节选 -
====================

现在我们有了模型,想要深入检查其性能。也就是说,在接下来的调用中,模型的哪些部分耗时最长?

input = torch.randn(5, 3, 224, 224)
output = rn18(input)

回答这个问题的一种常见方法是遍历程序源代码,添加在程序各处收集时间戳的代码,并比较这些时间戳之间的差异,从而查看时间戳之间的区域耗时多久。

该技术当然适用于 PyTorch 代码,但如果我们不必复制模型代码并进行编辑(尤其是我们未编写的代码,如这个 torchvision 模型),那就更好了。相反,我们将使用 FX 来自动化此“植入(instrumentation)”过程,而无需修改任何源代码。

首先,让我们完成一些导入操作(稍后在代码中我们将使用所有这些导入)。

import statistics, tabulate, time
from typing import Any, Dict, List
from torch.fx import Interpreter

注意

tabulate 是一个外部库,不是 PyTorch 的依赖项。我们将使用它来更轻松地可视化性能数据。请确保您已从喜欢的 Python 包源安装了它。

使用符号追踪(Symbolic Tracing)捕获模型#

接下来,我们将使用 FX 的符号追踪机制,以我们可以操作和检查的数据结构来捕获模型定义。

traced_rn18 = torch.fx.symbolic_trace(rn18)
print(traced_rn18.graph)
graph():
    %x : torch.Tensor [num_users=1] = placeholder[target=x]
    %conv1 : [num_users=1] = call_module[target=conv1](args = (%x,), kwargs = {})
    %bn1 : [num_users=1] = call_module[target=bn1](args = (%conv1,), kwargs = {})
    %relu : [num_users=1] = call_module[target=relu](args = (%bn1,), kwargs = {})
    %maxpool : [num_users=2] = call_module[target=maxpool](args = (%relu,), kwargs = {})
    %layer1_0_conv1 : [num_users=1] = call_module[target=layer1.0.conv1](args = (%maxpool,), kwargs = {})
    %layer1_0_bn1 : [num_users=1] = call_module[target=layer1.0.bn1](args = (%layer1_0_conv1,), kwargs = {})
    %layer1_0_relu : [num_users=1] = call_module[target=layer1.0.relu](args = (%layer1_0_bn1,), kwargs = {})

====================

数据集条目
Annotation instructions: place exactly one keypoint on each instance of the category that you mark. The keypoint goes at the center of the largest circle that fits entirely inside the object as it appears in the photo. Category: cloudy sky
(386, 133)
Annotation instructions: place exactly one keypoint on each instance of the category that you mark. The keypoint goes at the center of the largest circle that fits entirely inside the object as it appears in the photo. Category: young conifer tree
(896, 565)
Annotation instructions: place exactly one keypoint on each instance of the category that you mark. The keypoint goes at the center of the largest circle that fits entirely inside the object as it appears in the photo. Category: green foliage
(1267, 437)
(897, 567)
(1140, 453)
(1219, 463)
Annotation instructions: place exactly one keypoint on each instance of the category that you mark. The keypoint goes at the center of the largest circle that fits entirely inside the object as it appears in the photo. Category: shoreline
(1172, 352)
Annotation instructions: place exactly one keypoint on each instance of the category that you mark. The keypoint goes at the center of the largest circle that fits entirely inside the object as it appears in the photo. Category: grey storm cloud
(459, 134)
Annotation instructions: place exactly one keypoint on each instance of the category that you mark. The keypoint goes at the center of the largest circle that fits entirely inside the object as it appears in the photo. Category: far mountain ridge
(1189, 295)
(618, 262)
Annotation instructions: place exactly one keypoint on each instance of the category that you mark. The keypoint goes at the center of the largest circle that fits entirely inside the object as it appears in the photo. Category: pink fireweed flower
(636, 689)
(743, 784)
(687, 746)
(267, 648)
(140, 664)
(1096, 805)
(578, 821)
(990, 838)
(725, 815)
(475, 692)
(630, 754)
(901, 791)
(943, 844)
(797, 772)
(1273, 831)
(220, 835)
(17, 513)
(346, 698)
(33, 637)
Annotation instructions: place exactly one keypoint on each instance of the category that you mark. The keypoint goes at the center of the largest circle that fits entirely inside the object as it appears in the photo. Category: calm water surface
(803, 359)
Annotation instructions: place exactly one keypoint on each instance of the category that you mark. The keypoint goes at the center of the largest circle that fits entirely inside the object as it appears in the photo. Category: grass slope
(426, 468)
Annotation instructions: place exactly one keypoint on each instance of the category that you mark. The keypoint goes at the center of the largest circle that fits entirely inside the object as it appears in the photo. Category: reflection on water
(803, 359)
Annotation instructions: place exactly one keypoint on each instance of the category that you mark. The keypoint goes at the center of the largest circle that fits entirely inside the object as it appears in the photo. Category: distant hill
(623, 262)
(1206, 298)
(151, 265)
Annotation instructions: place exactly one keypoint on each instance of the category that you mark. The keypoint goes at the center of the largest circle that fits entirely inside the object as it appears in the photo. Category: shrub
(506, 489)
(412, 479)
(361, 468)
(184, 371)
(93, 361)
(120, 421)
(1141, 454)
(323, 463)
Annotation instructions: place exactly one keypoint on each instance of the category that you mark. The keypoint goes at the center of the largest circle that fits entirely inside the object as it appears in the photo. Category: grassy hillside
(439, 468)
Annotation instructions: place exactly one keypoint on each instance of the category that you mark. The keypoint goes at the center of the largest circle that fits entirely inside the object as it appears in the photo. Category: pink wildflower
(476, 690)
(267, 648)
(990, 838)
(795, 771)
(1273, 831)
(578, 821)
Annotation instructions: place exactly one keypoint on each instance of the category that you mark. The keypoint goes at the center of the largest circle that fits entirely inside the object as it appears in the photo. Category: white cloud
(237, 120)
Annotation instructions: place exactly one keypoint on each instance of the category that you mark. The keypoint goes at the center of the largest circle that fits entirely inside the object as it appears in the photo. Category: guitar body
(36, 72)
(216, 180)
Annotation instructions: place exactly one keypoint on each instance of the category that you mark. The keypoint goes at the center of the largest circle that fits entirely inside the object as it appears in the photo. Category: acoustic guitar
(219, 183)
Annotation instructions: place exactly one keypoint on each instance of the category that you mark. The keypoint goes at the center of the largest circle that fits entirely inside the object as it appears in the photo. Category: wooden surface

====================

任务 -
- a) 请把讲 PyTorch FX 性能分析的节选中从“tabulate 是一个外部库,不是 PyTorch”开始、到“print(traced_rn18.graph)”为止(两头都算)的文字,一字不改地重新打一遍。
- b) 把 PyTorch FX 性能分析节选里的这句话译成英文:“tabulate 是一个外部库,不是 PyTorch 的依赖项。”
- c) 讲 PyTorch FX 性能分析的节选在最后一行停住了,请从那里往下接着写。

参考答案 -
- a)
tabulate 是一个外部库,不是 PyTorch 的依赖项。我们将使用它来更轻松地可视化性能数据。请确保您已从喜欢的 Python 包源安装了它。

使用符号追踪(Symbolic Tracing)捕获模型#

接下来,我们将使用 FX 的符号追踪机制,以我们可以操作和检查的数据结构来捕获模型定义。

traced_rn18 = torch.fx.symbolic_trace(rn18)
print(traced_rn18.graph)

- b) tabulate is an external library, not a dependency of PyTorch.

- c)
    %layer1_0_conv2 : [num_users=1] = call_module[target=layer1.0.conv2](args = (%layer1_0_relu,), kwargs = {})
    %layer1_0_bn2 : [num_users=1] = call_module[target=layer1.0.bn2](args = (%layer1_0_conv2,), kwargs = {})
    %add : [num_users=1] = call_function[target=operator.add](args = (%layer1_0_bn2, %maxpool), kwargs = {})
    %layer1_0_relu_1 : [num_users=2] = call_module[target=layer1.0.relu](args = (%add,), kwargs = {})
    %layer1_1_conv1 : [num_users=1] = call_module[target=layer1.1.conv1](args = (%layer1_0_relu_1,), kwargs = {})
    %layer1_1_bn1 : [num_users=1] = call_module[target=layer1.1.bn1](args = (%layer1_1_conv1,), kwargs = {})
    %layer1_1_relu : [num_users=1] = call_module[target=layer1.1.relu](args = (%layer1_1_bn1,), kwargs = {})
    %layer1_1_conv2 : [num_users=1] = call_module[target=layer1.1.conv2](args = (%layer1_1_relu,), kwargs = {})
    %layer1_1_bn2 : [num_users=1] = call_module[target=layer1.1.bn2](args = (%layer1_1_conv2,), kwargs = {})
    %add_1 : [num_users=1] = call_function[target=operator.add](args = (%layer1_1_bn2, %layer1_0_relu_1), kwargs = {})
    %layer1_1_relu_1 : [num_users=2] = call_module[target=layer1.1.relu](args = (%add_1,), kwargs = {})
    %layer2_0_conv1 : [num_users=1] = call_module[target=layer2.0.conv1](args = (%layer1_1_relu_1,), kwargs = {})
    %layer2_0_bn1 : [num_users=1] = call_module[target=layer2.0.bn1](args = (%layer2_0_conv1,), kwargs = {})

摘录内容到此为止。